● The records
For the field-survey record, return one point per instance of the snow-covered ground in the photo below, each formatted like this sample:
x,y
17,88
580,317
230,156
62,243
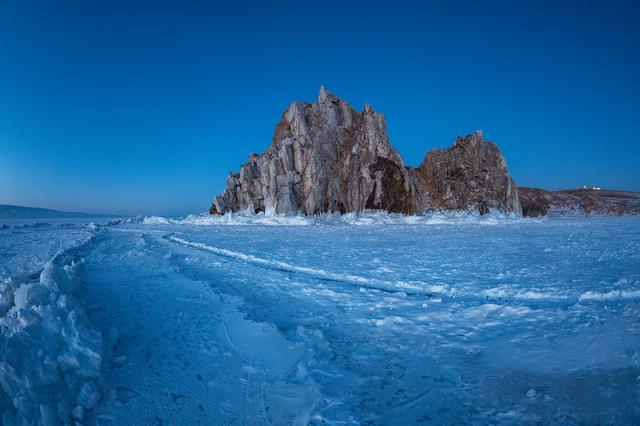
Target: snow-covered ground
x,y
343,320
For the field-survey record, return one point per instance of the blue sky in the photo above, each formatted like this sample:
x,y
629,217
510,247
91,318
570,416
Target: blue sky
x,y
145,108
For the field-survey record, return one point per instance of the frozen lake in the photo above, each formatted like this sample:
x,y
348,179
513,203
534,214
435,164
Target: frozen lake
x,y
360,319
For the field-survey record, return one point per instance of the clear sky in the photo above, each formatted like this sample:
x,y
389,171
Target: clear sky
x,y
111,106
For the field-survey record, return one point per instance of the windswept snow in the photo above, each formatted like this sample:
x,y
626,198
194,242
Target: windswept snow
x,y
351,319
50,356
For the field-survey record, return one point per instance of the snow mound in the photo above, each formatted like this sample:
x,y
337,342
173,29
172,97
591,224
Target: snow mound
x,y
50,355
367,218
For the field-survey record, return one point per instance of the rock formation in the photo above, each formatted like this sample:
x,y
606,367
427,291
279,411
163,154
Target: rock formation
x,y
587,201
328,157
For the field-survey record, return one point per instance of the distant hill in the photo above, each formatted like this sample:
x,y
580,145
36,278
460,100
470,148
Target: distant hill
x,y
19,212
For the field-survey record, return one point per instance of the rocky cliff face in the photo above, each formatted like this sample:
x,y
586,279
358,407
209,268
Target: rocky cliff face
x,y
540,202
328,157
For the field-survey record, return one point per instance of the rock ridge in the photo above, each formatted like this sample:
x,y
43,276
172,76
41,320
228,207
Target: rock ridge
x,y
326,157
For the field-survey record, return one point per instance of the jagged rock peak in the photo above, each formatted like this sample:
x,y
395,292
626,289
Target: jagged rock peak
x,y
328,157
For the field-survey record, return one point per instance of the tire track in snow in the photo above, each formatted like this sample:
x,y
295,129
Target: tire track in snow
x,y
418,288
381,285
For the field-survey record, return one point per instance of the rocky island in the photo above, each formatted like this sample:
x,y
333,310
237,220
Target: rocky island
x,y
326,157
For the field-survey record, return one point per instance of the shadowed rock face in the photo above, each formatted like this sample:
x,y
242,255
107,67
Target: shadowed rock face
x,y
540,202
471,174
328,157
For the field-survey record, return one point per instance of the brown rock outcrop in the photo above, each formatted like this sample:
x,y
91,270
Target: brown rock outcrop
x,y
328,157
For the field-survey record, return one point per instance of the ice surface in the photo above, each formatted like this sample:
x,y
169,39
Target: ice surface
x,y
48,348
372,318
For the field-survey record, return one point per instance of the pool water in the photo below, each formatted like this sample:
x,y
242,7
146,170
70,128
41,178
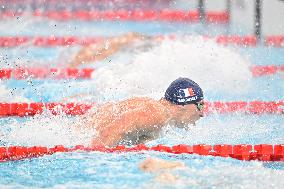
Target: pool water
x,y
223,72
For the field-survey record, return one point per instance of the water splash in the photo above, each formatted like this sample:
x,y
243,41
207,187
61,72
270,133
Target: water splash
x,y
214,67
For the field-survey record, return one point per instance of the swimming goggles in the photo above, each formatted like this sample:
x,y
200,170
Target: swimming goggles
x,y
199,105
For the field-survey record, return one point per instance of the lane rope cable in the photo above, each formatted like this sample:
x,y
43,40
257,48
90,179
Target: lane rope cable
x,y
52,41
245,152
31,109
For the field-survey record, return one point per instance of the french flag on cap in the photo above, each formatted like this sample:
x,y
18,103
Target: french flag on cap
x,y
188,92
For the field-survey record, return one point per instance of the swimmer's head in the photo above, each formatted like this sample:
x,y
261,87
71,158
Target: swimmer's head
x,y
186,102
184,91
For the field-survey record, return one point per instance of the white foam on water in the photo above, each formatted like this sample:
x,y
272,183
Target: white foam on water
x,y
214,67
10,95
224,175
47,130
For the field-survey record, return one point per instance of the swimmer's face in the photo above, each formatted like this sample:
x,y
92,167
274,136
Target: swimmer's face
x,y
189,114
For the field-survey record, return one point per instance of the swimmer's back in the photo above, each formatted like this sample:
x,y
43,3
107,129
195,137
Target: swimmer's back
x,y
117,121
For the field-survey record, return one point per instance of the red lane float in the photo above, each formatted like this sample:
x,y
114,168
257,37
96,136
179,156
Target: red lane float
x,y
127,15
43,73
268,70
26,109
245,152
274,41
52,41
86,73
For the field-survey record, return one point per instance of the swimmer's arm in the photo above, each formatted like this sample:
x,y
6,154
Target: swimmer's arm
x,y
104,49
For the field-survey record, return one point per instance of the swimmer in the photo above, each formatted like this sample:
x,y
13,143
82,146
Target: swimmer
x,y
138,120
101,50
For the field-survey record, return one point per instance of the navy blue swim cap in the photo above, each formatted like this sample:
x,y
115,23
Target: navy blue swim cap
x,y
183,91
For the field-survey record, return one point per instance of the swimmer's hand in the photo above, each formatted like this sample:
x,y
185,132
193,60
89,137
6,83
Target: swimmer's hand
x,y
153,165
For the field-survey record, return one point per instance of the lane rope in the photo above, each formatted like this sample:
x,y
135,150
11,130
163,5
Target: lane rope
x,y
53,41
86,73
167,15
245,152
31,109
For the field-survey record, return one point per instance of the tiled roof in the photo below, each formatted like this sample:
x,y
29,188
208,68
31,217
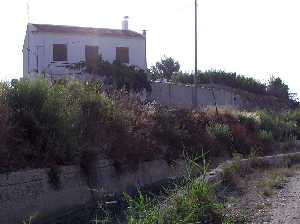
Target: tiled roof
x,y
86,30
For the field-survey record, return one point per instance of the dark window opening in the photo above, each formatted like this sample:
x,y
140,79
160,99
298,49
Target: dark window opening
x,y
122,54
60,52
91,57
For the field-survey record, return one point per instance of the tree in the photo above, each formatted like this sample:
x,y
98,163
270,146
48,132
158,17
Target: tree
x,y
165,69
278,88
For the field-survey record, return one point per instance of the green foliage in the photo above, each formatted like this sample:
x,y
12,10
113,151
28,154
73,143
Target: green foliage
x,y
277,88
279,125
165,69
265,136
223,78
117,74
220,131
250,120
54,177
52,123
195,202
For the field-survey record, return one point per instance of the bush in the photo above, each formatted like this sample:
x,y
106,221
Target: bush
x,y
221,132
265,136
281,127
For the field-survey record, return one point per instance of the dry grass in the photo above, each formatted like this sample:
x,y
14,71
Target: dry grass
x,y
275,179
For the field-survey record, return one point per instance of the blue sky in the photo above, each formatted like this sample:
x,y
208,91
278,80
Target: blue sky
x,y
257,38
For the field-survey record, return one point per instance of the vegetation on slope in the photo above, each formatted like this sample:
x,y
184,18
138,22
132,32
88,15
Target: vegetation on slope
x,y
169,69
47,124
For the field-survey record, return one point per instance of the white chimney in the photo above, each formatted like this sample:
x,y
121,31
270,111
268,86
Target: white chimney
x,y
125,23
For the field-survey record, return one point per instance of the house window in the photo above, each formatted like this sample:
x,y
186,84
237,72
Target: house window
x,y
122,54
91,57
60,52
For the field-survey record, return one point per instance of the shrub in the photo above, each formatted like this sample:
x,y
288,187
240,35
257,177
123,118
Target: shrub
x,y
278,124
265,136
250,120
220,131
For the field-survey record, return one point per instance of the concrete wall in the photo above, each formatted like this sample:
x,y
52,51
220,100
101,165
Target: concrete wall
x,y
41,44
27,193
181,95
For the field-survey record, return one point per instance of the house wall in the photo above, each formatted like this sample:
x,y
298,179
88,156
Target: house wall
x,y
28,193
76,49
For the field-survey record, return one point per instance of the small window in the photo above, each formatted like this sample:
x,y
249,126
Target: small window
x,y
122,54
91,57
60,52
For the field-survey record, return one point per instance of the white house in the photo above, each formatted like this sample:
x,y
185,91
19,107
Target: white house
x,y
51,48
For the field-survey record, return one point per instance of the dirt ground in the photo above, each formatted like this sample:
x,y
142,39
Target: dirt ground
x,y
266,196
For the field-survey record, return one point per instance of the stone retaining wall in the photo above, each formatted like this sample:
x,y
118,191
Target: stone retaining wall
x,y
28,193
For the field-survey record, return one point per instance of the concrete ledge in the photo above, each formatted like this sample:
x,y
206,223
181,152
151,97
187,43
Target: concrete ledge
x,y
275,161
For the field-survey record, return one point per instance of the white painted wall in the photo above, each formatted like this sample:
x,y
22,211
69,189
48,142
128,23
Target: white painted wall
x,y
76,49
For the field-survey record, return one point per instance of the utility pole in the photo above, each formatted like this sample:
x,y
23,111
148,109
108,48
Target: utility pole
x,y
196,54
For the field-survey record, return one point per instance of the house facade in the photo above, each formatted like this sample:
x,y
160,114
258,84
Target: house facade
x,y
50,49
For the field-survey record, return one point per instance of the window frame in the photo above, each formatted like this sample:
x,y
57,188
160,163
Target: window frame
x,y
121,58
93,65
55,55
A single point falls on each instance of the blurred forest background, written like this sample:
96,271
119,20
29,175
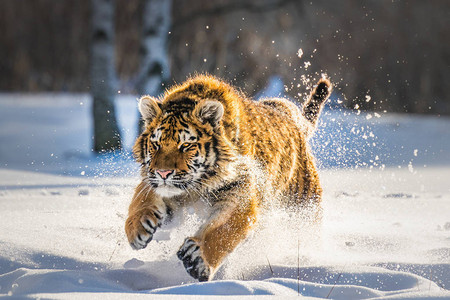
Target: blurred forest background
395,51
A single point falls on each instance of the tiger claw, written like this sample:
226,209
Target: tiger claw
195,265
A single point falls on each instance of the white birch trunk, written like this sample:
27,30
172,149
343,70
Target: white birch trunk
155,69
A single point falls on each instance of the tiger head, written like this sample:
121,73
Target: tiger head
182,147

● Action item
Copy out the lines of the records above in which the string "single" appears.

● Problem solution
A single point falls on each instance of the blurred forest background, written like this sample:
A single point falls on each instance of the tiger claw, written like this sample:
A single point falls on each instance of the white birch trunk, written like this sample:
A single point falls on each instance of the tiger head, written like this sample:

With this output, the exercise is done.